TASK DESCRIPTION:
Can you copy the data verbatim, from the line containing "Task: point out the black" through the line containing "[[562, 398], [252, 412], [178, 421], [277, 402]]", with both of those lines included?

Named-object pointing data:

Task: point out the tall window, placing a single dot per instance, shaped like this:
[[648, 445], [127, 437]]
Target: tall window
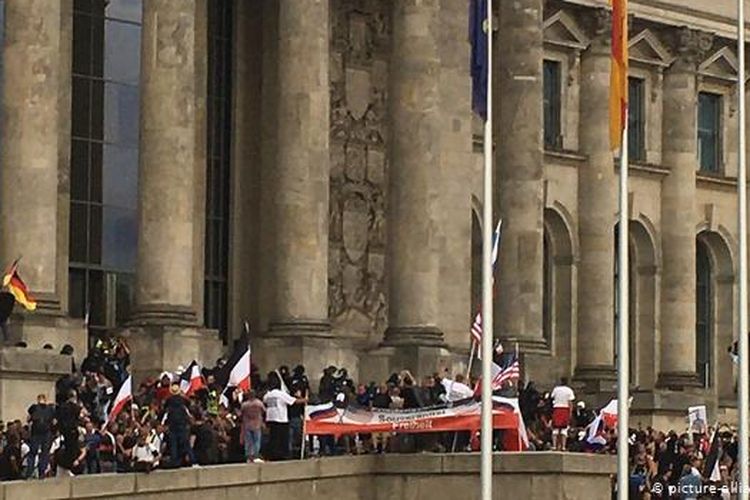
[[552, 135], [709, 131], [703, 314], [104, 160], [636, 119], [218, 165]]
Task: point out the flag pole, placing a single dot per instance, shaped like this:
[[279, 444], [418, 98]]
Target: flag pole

--

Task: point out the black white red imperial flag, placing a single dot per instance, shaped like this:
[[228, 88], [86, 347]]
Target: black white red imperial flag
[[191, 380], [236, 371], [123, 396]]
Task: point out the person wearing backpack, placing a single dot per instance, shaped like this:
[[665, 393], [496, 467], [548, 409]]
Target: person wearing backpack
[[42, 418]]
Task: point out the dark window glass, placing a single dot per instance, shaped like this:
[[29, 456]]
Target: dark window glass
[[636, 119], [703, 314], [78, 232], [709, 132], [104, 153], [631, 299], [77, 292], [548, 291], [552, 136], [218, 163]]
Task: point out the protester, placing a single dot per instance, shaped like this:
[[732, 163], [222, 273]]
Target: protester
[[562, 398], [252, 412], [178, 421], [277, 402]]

RESPONSE BELOW:
Task: point out the black white red imperial flag, placing a single dot per instance, shaped like this:
[[228, 88], [86, 347]]
Target: black white red imperial flag
[[191, 380], [236, 371], [123, 396]]
Task: point out the person wearing backpack, placing a single dot per instance, shaped like this:
[[665, 393], [496, 467], [548, 409]]
Target: person wearing backpack
[[42, 418]]
Task: point out the dark window glass, placing a single dot per instance, shaped like this:
[[29, 456]]
Target: dark window glass
[[636, 119], [703, 314], [78, 232], [709, 132], [104, 153], [631, 299], [77, 292], [548, 291], [552, 136], [218, 163]]
Task: point out the protester, placing a single dot per instance, shaped like this:
[[732, 163], [222, 273]]
Target: protester
[[562, 398], [252, 412], [178, 421], [277, 402]]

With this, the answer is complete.